▸ **INSTRUCTIONS FOR THE TASK**
A line qualifies if it holds the string "brown". Copy every qualifying line from the records.

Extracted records
:::::

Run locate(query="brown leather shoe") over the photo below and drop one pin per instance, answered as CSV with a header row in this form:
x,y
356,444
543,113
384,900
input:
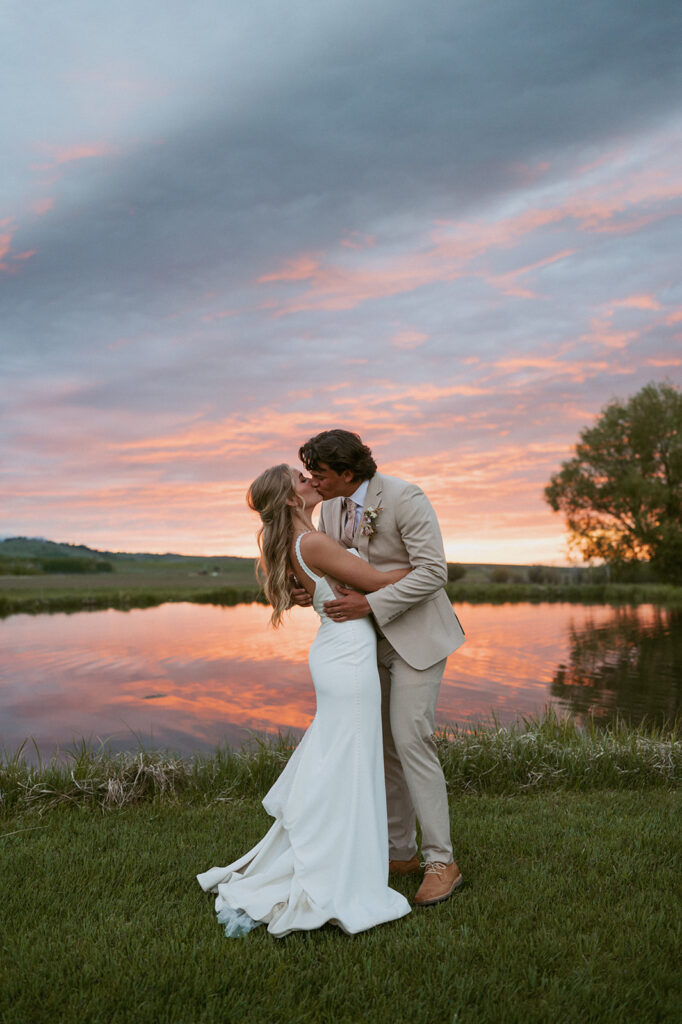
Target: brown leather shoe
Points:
x,y
440,881
405,866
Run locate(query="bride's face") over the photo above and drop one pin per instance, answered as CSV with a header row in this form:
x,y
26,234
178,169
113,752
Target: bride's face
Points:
x,y
305,489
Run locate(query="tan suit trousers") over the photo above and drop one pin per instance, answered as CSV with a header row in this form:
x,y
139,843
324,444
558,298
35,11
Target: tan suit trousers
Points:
x,y
415,783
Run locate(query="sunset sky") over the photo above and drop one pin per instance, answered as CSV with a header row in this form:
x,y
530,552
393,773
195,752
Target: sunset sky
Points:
x,y
453,226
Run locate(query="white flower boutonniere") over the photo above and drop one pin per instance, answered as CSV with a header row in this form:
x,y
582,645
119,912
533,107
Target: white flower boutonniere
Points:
x,y
369,522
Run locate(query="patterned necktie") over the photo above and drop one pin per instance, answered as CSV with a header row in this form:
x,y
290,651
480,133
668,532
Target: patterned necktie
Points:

:::::

▸ **EXPECTED ANSWER**
Run locate(query="brown leather shoe") over the photo below and drop one pin per instance, answered as CSV with a header row in this form:
Target: brown leather shoe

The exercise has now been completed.